Wednesday, June 21, 2017

DACA: Trump Leaves Dreamers in Suspense

Damocles and the sword
On June 16 the Trump administration rescinded Obama’s DAPA policy but left DACA in place, shielding some 800,000 younger immigrants from deportation for now. But the White House refused to say whether it would try to eliminate the program in the future.
                       
Trump pledged during the campaign that he would rescind DACA. Probably his waffling on the issue reflects the programs popularity and demonstrates once again the strength of the Dreamer movement, the young activists whose protests pushed Obama to grant DACA in the first place. Trump's failure to kill the program seemed to upset some people in the anti-immigrant right, while others suggested that Trump could use threats to DACA as a bargaining chip to push other parts of his program. As usual the rightwingers insisted on calling DACA an “amnesty.” Someone should tell Ann Coulter and the National Review how to use an online dictionary. An amnesty is a pardon; DACA simply puts off the possibility of deportation for a period of time, and provides no protection against arbitrary detentions by ICE agents. The appropriate comparison for DACA is to the sword of Damocles.—TPOI editor

‘Dreamers’ to Stay in U.S. for Now, but Long-Term Fate Is Unclear

“With Trump, we can expect anything. Tomorrow he can say that he wants to deport us,” he said. “I don’t know what to make of this, or what to believe.”

*Rows*
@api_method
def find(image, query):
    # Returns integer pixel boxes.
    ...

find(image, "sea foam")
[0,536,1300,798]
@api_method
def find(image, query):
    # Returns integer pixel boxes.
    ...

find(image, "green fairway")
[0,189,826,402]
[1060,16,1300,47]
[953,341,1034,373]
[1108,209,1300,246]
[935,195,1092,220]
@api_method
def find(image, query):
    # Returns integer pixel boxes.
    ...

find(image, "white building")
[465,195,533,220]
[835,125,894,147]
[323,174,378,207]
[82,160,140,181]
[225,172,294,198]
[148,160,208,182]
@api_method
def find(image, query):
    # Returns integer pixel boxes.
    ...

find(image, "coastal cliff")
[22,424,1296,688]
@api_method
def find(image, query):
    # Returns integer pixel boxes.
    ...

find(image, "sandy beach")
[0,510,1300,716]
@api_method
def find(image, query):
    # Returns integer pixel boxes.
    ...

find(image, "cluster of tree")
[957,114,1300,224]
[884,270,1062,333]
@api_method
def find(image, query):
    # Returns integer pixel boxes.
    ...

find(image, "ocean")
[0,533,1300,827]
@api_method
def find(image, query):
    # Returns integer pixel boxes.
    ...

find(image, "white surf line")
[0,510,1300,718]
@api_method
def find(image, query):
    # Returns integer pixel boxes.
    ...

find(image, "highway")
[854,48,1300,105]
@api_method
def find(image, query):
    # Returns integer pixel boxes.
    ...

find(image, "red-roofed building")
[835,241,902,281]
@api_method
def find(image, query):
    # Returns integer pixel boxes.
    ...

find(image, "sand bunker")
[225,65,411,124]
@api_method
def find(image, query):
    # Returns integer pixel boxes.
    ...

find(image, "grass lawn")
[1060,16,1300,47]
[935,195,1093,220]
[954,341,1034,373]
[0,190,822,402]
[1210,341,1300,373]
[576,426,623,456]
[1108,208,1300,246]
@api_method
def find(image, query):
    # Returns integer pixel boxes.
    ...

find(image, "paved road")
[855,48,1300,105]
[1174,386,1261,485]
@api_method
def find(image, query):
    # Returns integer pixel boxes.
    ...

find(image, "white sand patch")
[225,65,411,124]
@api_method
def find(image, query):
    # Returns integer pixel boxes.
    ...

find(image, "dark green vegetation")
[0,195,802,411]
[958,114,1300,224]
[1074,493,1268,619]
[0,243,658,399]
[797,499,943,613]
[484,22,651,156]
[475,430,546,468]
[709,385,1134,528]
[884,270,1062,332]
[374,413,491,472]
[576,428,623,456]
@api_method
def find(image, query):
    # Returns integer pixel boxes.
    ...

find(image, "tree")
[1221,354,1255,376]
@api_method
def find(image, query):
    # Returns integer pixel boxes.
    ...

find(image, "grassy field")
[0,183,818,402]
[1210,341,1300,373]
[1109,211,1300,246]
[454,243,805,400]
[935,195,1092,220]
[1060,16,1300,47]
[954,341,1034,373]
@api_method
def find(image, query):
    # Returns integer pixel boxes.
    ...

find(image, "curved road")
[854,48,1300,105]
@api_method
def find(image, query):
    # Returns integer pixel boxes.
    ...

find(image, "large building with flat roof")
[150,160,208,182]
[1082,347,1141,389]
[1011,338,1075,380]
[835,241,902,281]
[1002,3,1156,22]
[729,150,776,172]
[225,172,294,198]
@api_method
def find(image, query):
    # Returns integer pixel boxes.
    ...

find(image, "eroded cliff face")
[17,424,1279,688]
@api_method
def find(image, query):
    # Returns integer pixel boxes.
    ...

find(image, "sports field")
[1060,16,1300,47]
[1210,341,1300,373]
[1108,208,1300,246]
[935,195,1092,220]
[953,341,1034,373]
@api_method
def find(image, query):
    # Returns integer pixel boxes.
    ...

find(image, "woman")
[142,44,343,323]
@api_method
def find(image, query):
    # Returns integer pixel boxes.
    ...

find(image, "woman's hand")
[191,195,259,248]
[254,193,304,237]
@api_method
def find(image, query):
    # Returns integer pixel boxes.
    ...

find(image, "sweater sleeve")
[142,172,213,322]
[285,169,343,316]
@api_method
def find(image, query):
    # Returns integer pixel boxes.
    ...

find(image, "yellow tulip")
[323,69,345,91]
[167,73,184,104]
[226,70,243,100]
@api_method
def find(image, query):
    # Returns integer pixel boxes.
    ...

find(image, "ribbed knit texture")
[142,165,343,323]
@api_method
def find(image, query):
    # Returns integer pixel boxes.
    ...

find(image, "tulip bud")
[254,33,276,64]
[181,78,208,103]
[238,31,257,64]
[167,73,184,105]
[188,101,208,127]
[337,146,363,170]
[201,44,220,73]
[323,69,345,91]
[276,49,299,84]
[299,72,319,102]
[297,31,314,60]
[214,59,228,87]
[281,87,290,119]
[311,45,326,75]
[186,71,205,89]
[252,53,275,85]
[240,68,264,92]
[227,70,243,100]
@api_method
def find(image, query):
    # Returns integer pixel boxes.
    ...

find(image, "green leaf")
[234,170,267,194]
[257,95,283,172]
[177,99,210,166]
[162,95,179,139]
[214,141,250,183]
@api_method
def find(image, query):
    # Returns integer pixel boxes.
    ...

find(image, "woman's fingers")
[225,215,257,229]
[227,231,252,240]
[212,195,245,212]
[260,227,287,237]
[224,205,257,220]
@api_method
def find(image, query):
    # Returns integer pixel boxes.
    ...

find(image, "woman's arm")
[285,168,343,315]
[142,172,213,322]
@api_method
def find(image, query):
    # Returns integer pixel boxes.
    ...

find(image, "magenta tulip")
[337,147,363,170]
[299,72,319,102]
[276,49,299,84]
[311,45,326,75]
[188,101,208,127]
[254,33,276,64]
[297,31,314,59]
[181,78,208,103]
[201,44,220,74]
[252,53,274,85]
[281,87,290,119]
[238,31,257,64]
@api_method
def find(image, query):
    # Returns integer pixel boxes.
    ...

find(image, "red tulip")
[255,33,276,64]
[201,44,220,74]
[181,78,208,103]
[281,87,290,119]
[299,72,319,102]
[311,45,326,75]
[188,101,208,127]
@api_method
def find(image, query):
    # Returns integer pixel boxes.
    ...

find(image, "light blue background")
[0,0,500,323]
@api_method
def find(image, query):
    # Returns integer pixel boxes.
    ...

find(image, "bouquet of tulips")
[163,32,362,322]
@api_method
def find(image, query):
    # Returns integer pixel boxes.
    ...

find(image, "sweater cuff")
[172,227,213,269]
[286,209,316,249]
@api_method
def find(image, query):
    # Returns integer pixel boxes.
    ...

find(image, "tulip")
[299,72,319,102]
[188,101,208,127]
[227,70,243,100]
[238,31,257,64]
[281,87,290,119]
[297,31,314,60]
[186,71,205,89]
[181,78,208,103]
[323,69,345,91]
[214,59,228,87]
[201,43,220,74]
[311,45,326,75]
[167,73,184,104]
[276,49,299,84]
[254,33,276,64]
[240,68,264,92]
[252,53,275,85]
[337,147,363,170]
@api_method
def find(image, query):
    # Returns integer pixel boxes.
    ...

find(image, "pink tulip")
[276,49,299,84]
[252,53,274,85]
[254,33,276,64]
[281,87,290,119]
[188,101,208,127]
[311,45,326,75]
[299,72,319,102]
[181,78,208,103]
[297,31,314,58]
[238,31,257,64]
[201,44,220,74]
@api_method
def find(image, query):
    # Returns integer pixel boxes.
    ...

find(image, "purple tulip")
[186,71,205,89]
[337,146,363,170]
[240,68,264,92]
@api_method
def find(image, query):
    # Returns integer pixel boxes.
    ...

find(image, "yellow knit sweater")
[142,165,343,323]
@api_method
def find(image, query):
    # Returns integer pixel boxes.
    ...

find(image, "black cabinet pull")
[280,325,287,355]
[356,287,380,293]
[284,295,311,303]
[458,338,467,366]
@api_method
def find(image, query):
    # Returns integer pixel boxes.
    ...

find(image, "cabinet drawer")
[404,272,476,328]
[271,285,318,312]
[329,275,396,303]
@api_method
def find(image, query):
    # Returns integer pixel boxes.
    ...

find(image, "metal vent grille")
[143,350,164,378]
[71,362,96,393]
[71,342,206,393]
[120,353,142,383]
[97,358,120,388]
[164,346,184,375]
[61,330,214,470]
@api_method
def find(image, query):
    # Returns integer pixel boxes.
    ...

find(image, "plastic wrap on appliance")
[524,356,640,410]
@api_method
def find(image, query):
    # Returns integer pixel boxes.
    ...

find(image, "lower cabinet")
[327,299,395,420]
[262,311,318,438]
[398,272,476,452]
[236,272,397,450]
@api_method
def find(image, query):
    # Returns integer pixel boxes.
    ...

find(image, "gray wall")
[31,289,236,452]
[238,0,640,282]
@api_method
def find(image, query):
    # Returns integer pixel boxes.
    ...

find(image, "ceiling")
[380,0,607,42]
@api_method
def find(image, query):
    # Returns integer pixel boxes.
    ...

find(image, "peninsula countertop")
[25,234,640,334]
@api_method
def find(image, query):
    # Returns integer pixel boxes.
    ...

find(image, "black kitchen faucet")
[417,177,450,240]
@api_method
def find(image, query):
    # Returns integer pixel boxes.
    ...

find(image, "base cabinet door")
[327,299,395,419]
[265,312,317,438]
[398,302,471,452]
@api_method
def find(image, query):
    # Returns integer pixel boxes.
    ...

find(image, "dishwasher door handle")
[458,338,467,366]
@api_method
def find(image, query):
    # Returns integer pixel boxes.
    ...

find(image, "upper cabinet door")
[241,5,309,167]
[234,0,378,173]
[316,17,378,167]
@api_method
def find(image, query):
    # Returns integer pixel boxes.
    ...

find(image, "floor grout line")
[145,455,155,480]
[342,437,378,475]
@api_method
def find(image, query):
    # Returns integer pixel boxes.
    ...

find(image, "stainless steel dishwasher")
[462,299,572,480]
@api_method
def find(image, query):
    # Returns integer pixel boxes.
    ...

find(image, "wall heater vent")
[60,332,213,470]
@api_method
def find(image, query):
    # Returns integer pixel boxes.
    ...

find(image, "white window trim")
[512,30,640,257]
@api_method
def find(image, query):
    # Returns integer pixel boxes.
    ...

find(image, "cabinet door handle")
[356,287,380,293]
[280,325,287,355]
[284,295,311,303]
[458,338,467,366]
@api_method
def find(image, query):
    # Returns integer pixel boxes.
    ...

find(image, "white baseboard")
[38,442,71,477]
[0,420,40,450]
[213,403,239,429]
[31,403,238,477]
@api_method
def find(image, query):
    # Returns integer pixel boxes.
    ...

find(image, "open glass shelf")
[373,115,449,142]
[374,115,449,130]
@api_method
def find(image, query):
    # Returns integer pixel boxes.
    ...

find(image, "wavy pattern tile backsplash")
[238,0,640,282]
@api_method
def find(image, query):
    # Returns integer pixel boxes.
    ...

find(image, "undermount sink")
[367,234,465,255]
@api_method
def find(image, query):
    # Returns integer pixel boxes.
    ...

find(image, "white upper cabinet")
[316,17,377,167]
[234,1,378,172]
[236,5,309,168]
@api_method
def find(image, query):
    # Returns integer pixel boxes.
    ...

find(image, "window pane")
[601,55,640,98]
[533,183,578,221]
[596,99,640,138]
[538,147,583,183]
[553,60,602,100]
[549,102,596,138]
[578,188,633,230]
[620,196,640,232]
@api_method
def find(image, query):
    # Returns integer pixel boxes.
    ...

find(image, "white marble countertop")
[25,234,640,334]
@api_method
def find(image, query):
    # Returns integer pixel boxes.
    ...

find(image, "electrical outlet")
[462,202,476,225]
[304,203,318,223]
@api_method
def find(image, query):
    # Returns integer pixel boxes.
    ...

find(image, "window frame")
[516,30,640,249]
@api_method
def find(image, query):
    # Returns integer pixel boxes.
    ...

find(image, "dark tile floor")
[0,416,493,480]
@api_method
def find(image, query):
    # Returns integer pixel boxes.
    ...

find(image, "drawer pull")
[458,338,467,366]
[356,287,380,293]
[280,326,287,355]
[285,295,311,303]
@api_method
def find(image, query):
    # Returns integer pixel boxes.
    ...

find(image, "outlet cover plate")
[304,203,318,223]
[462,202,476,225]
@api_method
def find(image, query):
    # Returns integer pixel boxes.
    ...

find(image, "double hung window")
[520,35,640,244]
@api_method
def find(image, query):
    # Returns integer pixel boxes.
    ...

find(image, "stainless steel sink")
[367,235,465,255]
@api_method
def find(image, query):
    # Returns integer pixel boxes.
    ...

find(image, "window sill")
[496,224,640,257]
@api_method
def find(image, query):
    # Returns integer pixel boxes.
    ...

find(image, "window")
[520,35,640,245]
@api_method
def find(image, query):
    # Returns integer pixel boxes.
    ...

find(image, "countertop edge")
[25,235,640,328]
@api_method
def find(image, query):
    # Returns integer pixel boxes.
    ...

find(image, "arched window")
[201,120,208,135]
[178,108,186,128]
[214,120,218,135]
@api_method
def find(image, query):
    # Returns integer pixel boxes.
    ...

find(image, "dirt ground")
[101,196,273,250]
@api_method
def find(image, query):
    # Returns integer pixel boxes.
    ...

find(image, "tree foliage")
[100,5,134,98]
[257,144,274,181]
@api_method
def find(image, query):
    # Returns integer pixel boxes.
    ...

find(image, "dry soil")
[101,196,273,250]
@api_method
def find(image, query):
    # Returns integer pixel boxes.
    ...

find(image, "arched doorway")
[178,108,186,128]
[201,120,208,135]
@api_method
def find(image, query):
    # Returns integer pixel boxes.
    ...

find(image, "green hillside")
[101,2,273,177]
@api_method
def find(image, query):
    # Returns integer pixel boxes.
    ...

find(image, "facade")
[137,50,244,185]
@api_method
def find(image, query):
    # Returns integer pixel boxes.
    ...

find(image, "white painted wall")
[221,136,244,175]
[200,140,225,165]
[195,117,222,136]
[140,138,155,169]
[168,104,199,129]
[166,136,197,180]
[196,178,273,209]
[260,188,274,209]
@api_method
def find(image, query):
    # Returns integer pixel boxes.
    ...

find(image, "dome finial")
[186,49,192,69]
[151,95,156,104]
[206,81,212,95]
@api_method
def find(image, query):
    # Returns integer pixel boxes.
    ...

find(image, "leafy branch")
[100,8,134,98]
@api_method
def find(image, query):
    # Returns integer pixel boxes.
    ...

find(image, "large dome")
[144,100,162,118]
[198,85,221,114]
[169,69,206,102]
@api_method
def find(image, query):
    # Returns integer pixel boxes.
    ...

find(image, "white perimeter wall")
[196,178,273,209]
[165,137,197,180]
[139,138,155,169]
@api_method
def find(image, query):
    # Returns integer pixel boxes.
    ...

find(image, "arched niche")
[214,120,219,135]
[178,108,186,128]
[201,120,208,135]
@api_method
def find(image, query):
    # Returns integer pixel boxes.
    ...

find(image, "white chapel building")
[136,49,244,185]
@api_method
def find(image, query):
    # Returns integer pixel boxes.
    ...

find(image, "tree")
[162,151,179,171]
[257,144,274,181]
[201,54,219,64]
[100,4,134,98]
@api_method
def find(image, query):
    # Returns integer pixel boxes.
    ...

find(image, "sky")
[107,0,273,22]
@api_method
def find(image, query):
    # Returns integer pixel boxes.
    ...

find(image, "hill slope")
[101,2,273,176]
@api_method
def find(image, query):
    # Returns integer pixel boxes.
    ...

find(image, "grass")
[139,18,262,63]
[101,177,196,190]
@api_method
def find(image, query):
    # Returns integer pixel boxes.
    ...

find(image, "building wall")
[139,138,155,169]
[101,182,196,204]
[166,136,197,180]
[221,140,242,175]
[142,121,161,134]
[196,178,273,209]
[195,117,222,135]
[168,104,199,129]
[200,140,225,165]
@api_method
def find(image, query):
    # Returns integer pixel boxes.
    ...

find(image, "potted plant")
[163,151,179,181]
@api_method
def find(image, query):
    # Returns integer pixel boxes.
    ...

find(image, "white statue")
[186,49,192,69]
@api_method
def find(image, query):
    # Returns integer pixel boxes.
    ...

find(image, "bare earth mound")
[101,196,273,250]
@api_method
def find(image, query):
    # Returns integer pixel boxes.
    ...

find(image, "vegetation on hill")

*Objective*
According to the post on DACA and the Dreamers, about how many younger immigrants did DACA shield from deportation?

*Output for this exercise*
Some 800,000.